▶ How to complete this task: Using the data below, copy out all lines with the word "balcony".

▶ Entries provided:
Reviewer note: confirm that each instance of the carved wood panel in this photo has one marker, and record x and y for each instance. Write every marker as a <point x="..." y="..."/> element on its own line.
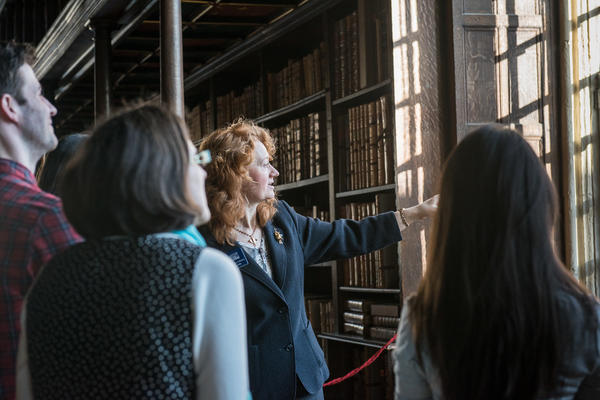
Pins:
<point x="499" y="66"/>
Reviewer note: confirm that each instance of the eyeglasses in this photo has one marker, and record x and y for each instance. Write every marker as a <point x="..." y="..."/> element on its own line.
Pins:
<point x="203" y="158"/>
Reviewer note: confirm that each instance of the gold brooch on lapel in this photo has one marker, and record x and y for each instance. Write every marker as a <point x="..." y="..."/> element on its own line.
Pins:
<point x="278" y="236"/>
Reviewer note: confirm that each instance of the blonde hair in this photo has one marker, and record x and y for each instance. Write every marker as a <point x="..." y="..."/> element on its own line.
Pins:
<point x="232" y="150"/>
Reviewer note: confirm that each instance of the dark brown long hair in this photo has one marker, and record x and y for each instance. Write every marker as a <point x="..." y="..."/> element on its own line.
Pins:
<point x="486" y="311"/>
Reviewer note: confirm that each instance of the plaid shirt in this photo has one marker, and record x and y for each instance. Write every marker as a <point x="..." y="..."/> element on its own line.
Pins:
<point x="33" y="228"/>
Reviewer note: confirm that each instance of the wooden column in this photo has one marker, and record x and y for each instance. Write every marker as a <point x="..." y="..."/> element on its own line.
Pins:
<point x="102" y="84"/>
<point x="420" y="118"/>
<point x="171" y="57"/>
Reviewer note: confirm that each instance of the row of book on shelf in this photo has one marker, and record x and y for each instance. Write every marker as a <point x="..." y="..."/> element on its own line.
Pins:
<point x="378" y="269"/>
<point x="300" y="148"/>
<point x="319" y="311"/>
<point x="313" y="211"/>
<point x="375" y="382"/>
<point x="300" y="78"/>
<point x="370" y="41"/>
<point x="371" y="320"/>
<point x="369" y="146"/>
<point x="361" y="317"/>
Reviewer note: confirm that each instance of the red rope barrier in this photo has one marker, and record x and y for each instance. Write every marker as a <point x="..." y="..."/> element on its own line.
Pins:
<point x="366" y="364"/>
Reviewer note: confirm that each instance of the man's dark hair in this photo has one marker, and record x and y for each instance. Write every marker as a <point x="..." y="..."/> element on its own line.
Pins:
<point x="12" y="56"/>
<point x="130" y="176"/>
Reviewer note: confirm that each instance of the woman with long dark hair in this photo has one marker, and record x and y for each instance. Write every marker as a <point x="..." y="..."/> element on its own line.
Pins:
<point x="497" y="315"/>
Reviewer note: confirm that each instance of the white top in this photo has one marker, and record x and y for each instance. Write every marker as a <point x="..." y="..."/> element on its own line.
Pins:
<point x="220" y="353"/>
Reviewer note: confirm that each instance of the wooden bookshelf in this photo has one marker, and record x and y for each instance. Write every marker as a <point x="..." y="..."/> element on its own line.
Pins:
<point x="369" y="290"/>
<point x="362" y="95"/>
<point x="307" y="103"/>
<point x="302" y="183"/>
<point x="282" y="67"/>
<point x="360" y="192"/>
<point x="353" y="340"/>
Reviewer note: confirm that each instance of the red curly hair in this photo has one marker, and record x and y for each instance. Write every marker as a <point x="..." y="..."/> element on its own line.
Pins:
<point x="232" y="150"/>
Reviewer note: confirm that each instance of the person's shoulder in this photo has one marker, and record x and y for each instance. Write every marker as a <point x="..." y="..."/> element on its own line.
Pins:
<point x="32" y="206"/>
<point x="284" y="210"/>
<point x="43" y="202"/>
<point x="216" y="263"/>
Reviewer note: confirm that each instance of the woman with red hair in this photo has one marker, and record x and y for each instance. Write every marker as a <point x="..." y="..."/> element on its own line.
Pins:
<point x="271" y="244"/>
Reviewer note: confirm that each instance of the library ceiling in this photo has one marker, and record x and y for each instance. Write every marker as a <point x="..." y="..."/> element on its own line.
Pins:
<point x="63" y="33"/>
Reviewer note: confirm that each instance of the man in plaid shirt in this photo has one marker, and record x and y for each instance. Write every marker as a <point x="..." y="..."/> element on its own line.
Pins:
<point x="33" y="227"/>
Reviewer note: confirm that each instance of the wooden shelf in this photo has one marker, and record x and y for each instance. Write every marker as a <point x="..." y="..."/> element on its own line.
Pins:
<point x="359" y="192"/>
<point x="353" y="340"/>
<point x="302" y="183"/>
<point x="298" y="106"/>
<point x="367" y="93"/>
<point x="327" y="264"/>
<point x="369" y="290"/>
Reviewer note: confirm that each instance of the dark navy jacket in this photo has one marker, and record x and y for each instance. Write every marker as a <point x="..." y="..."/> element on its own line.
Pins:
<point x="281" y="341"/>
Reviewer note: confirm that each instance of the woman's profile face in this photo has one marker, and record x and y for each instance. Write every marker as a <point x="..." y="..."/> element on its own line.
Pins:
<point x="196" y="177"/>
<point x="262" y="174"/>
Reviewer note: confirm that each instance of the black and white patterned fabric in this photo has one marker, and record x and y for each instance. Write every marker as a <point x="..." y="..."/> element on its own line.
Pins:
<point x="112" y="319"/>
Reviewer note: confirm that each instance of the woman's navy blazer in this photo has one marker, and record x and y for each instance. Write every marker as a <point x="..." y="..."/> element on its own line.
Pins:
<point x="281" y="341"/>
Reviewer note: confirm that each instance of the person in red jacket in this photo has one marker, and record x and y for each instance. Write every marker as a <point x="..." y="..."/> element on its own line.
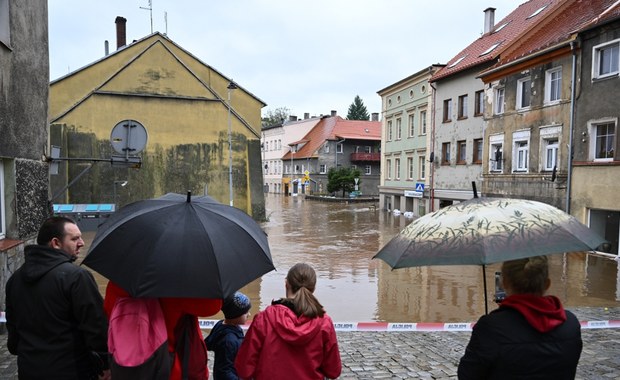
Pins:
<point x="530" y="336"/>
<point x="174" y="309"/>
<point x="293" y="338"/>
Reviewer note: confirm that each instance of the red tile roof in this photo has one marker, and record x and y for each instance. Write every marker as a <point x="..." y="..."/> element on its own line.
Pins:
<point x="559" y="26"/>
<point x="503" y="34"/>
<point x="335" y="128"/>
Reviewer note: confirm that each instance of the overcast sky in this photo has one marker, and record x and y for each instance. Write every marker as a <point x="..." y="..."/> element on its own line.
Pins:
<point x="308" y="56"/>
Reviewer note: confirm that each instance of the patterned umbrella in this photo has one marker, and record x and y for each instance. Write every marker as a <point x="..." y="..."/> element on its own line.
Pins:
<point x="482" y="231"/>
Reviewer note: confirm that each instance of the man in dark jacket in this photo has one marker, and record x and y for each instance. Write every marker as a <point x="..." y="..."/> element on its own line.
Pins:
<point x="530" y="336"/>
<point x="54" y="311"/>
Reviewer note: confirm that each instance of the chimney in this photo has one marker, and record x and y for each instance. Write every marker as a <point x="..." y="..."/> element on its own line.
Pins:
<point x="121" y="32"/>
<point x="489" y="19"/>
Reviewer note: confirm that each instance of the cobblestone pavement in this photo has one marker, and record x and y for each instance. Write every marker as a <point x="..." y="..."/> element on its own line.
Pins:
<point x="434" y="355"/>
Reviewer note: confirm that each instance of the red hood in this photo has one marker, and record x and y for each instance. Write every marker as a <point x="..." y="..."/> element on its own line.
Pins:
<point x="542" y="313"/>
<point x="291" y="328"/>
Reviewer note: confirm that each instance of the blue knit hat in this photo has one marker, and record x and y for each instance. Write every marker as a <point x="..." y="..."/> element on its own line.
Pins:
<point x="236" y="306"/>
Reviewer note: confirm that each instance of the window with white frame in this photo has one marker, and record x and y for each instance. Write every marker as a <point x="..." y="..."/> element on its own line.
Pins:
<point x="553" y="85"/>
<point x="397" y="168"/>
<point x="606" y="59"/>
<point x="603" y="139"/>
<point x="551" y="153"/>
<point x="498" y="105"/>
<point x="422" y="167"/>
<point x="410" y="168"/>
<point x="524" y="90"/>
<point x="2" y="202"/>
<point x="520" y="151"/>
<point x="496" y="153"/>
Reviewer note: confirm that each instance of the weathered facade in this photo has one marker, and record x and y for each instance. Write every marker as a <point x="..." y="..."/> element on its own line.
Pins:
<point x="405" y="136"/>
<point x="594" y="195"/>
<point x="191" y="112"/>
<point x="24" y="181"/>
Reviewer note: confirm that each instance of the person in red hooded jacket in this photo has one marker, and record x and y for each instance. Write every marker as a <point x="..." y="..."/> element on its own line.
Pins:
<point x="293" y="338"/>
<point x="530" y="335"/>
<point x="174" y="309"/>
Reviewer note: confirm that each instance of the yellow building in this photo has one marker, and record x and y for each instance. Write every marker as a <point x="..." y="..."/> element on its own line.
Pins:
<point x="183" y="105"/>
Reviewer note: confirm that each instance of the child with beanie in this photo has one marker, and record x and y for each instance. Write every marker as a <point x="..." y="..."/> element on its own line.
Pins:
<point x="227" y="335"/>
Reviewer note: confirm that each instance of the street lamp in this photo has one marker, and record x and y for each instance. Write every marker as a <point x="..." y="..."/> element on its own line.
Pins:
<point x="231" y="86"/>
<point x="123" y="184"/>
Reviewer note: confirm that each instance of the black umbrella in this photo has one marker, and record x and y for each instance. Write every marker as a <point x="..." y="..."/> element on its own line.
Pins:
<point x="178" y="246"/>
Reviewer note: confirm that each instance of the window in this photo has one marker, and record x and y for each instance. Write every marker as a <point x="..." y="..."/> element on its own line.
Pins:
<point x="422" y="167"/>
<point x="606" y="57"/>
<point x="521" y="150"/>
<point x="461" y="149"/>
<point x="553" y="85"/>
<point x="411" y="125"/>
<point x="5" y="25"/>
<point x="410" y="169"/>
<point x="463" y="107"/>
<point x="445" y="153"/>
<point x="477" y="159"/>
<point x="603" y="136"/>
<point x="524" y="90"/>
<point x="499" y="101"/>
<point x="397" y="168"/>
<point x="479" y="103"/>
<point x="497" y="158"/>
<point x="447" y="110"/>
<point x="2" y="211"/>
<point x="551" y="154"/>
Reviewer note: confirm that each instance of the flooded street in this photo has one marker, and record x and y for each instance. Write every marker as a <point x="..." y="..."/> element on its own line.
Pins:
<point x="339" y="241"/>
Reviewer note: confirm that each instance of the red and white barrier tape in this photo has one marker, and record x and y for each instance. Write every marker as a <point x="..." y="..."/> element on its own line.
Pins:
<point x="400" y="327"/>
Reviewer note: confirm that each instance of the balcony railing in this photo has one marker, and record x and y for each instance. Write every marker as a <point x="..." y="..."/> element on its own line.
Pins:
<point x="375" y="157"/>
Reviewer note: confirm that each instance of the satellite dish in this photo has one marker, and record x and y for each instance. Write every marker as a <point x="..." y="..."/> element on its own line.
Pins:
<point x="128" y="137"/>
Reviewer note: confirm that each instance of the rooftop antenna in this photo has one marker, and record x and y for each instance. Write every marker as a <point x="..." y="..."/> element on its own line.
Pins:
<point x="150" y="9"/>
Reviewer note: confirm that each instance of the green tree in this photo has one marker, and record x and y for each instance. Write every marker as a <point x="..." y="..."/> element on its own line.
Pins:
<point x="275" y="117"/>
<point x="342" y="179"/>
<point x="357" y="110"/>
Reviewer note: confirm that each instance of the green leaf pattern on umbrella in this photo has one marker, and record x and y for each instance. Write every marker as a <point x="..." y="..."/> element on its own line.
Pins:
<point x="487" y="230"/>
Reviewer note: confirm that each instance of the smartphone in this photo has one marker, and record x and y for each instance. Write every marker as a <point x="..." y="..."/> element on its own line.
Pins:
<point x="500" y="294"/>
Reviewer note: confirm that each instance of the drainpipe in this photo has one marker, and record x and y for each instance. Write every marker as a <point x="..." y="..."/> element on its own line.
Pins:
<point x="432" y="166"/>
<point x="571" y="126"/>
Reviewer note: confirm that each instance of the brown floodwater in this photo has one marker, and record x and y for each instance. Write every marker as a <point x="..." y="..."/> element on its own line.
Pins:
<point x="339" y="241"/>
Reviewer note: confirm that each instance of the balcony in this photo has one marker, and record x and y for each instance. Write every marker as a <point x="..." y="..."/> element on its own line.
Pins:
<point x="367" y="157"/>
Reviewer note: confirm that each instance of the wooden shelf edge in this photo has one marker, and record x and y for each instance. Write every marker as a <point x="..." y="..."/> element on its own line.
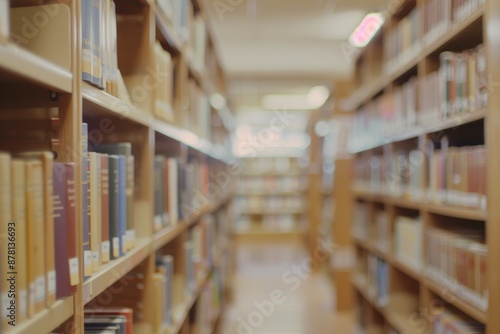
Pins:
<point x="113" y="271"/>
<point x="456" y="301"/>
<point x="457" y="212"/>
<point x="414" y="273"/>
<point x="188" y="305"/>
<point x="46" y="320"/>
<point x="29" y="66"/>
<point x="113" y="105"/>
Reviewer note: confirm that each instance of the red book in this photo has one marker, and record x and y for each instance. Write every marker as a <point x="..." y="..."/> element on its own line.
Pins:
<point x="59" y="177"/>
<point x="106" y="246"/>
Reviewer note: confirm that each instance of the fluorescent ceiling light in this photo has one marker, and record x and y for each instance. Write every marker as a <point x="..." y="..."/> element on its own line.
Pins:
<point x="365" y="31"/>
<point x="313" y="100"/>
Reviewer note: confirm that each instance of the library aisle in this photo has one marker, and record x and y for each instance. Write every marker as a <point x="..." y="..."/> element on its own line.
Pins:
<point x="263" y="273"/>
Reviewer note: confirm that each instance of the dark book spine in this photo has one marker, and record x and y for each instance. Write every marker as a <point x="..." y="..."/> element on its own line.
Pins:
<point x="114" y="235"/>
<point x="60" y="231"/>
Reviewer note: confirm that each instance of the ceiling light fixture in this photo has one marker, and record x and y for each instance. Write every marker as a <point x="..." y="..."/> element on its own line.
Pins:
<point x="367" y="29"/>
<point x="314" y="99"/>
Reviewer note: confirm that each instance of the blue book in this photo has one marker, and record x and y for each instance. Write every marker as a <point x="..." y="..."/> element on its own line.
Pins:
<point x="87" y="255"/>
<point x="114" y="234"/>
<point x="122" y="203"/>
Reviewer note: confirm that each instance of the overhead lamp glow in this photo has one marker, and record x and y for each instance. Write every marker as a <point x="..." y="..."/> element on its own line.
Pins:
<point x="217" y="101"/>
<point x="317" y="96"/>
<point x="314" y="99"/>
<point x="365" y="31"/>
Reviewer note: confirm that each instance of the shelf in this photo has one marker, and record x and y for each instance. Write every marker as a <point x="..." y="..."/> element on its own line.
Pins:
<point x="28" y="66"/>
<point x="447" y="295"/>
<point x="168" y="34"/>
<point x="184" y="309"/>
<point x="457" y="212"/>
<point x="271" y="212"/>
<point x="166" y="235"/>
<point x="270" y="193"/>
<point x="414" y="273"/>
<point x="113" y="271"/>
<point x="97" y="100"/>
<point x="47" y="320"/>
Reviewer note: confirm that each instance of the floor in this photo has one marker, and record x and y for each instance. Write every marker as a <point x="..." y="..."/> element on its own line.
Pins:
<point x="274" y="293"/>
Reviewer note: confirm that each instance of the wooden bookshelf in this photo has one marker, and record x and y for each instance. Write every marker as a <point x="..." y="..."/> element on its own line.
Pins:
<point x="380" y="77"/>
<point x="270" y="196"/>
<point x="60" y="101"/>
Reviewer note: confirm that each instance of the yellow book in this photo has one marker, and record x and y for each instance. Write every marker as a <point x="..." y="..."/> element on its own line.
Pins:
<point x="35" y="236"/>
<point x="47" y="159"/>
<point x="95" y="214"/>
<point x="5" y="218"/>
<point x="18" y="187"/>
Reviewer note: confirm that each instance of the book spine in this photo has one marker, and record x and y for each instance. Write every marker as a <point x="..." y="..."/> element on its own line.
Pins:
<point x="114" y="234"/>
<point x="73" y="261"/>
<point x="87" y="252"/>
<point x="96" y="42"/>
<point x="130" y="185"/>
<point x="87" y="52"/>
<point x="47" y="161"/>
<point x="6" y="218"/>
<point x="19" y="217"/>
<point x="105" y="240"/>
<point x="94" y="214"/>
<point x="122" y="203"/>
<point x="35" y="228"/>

▶ Answer space:
Reviewer note: confirm that each instance of the balcony railing in this photo has one marker, and record x and y for each instance. Write every marker as a <point x="..." y="..."/> element on its own line.
Reviewer note: confirm that each instance of the balcony in this photo has one marker, and record x and y for each instance. Write every marker as a <point x="..." y="..."/> element on its own line.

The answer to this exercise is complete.